** Begin Text shown **

He was wrong on both counts, but this duality plays into Mussorgsky’s image of Boris as a pretty good dad despite being a poor politician. With the benefit of history in hindsight, Mussorgsky alludes to this as well, bringing back the pomp and bombast of Boris’s coronation scene here, signaling Fyodor’s ascent to the throne, but distorting the chords just enough to foreshadow the 16-year-old’s reign, which—along with the Godunov power—would end after roughly six weeks with his murder.
“Fuggi, crudele, fuggi!” from “Don Giovanni” (1787)
Mozart wrote “Don Giovanni” the year of his father’s death, and opens the work with its own death of a patriarch: Giovanni’s murder of the Commendatore. When Donna Anna discovers her father’s lifeless body, she’s unhinged with grief. Librettist Lorenzo Da Ponte then gives Don Ottavio one of the more awkward attempts at consolation over a still-warm corpse: “Forget these bitter memories. You’ll have father and husband in me.” Considering “Don Giovanni” was based in part on Da Ponte’s compatriot Casanova (who purportedly slept with his own daughter), it’s hard to read this line as purely a figure of speech.
“Salome, ich beschwöre dich” from “Salome” (1905)

** End Text shown **
** Begin Data supplied **

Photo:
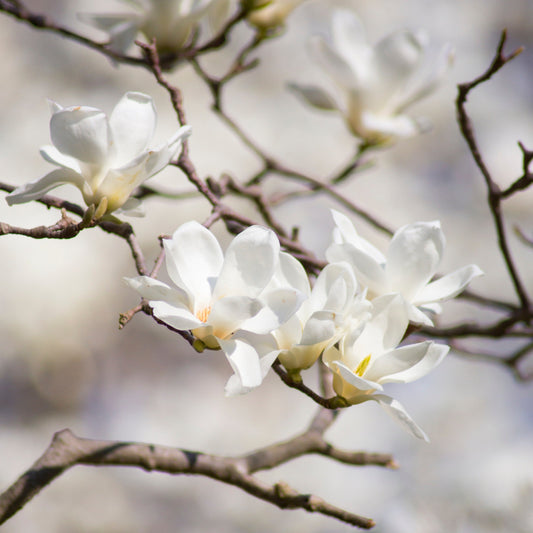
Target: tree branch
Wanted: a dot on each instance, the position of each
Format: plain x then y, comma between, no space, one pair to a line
67,450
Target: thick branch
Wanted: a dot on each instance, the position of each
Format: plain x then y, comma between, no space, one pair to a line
68,450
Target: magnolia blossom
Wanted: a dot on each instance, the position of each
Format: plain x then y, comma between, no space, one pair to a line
222,298
377,83
171,23
333,306
105,158
412,258
366,360
268,14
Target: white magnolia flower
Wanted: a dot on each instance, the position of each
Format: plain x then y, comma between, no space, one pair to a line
268,14
412,258
106,158
222,298
378,83
172,23
364,362
330,308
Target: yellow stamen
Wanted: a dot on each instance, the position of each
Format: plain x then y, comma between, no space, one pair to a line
363,365
203,314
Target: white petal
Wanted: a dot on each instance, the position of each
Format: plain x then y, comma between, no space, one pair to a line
177,317
383,332
132,125
38,188
280,305
368,271
413,256
350,235
194,259
353,379
334,288
319,328
448,286
349,34
396,410
384,128
53,155
315,96
398,363
396,58
249,263
83,133
152,289
430,355
245,362
290,272
230,313
334,64
161,156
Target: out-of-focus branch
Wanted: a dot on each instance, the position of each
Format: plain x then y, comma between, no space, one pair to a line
495,194
66,228
67,450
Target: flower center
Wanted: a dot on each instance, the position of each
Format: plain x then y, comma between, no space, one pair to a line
363,365
203,314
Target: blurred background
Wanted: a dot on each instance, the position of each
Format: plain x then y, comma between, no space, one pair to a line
64,363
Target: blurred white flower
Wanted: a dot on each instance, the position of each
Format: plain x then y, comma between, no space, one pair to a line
269,14
331,307
378,83
413,256
366,360
172,23
106,158
222,298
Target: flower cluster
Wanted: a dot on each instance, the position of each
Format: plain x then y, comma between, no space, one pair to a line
105,158
376,83
255,304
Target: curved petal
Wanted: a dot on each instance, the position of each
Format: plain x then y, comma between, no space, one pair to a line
349,35
281,304
83,133
245,362
430,354
230,313
430,75
334,288
194,260
53,155
319,328
448,286
367,270
249,263
383,128
348,234
354,380
397,362
38,188
132,124
290,272
395,409
177,317
161,156
334,64
314,96
413,256
396,59
154,290
383,332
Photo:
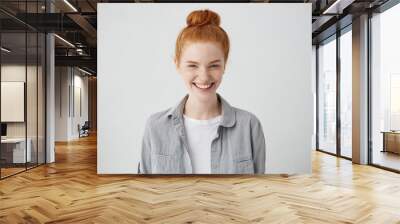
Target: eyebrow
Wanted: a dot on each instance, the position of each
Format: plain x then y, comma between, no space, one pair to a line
195,62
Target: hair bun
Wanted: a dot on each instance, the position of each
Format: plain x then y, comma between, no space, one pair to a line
203,17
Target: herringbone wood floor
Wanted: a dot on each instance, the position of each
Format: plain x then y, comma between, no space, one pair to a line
70,191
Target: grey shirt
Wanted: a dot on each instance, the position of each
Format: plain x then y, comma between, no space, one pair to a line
238,148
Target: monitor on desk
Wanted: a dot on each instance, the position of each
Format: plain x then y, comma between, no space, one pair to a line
3,130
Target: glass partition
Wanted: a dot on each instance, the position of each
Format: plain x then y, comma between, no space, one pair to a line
22,77
327,96
346,93
385,89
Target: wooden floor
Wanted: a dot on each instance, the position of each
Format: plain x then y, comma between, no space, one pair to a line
70,191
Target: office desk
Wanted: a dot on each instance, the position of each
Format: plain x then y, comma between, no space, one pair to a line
13,150
391,141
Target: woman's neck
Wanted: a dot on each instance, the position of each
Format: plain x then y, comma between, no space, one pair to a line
202,110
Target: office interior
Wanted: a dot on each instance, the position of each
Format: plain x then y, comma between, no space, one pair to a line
48,88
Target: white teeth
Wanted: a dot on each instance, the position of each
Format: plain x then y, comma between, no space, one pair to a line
203,86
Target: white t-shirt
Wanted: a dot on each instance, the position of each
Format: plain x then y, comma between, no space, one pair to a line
200,133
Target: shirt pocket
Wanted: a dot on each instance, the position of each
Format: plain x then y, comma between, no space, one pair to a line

** End Data supplied **

In the opera text, swap "throne" for "crown" and write out the passage from "He was wrong" to "with his murder.". The data was drawn from a separate source.

- Solution to the problem -
He was wrong on both counts, but this duality plays into Mussorgsky’s image of Boris as a pretty good dad despite being a poor politician. With the benefit of history in hindsight, Mussorgsky alludes to this as well, bringing back the pomp and bombast of Boris’s coronation scene here, signaling Fyodor’s ascent to the crown, but distorting the chords just enough to foreshadow the 16-year-old’s reign, which—along with the Godunov power—would end after roughly six weeks with his murder.